EXERCISE DIRECTIONS = Every line from the one that contains "Query: football field" to the end of the records must be restated word for word. No other line belongs in the answer.

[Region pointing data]
★ ★ ★
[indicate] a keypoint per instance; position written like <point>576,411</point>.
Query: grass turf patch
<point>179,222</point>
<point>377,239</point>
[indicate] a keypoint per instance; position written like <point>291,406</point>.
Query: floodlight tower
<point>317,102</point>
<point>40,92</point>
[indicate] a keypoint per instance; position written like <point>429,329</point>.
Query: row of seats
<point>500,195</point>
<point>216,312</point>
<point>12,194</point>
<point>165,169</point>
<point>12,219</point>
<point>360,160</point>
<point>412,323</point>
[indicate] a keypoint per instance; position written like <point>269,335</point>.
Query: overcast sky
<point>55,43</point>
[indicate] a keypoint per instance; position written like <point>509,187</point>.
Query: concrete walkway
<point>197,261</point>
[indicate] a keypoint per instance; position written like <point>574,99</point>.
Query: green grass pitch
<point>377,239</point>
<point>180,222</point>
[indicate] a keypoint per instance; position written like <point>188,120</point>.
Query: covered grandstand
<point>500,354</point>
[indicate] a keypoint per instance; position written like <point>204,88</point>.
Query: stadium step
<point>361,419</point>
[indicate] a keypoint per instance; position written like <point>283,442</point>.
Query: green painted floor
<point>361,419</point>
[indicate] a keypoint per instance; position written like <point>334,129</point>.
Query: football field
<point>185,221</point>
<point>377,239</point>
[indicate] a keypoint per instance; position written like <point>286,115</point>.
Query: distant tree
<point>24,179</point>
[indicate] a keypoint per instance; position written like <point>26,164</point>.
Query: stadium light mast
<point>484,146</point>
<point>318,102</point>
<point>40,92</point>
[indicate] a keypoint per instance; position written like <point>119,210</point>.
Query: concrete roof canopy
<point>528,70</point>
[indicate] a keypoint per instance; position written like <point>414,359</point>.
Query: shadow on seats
★ ★ ★
WRITTEN ANSWER =
Query: football field
<point>185,221</point>
<point>377,239</point>
[indicate] a keypoint per instance; position written like <point>286,115</point>.
Query: distant tree
<point>24,179</point>
[indicate] a keypoint per instance; position written like <point>26,164</point>.
Query: stadium light mast
<point>484,146</point>
<point>318,102</point>
<point>40,92</point>
[indicate] a keypoint per instance; position written like <point>119,210</point>.
Query: concrete roof canopy
<point>528,70</point>
[indicate] a keypoint per instance; position written like <point>414,359</point>.
Query: shadow on seats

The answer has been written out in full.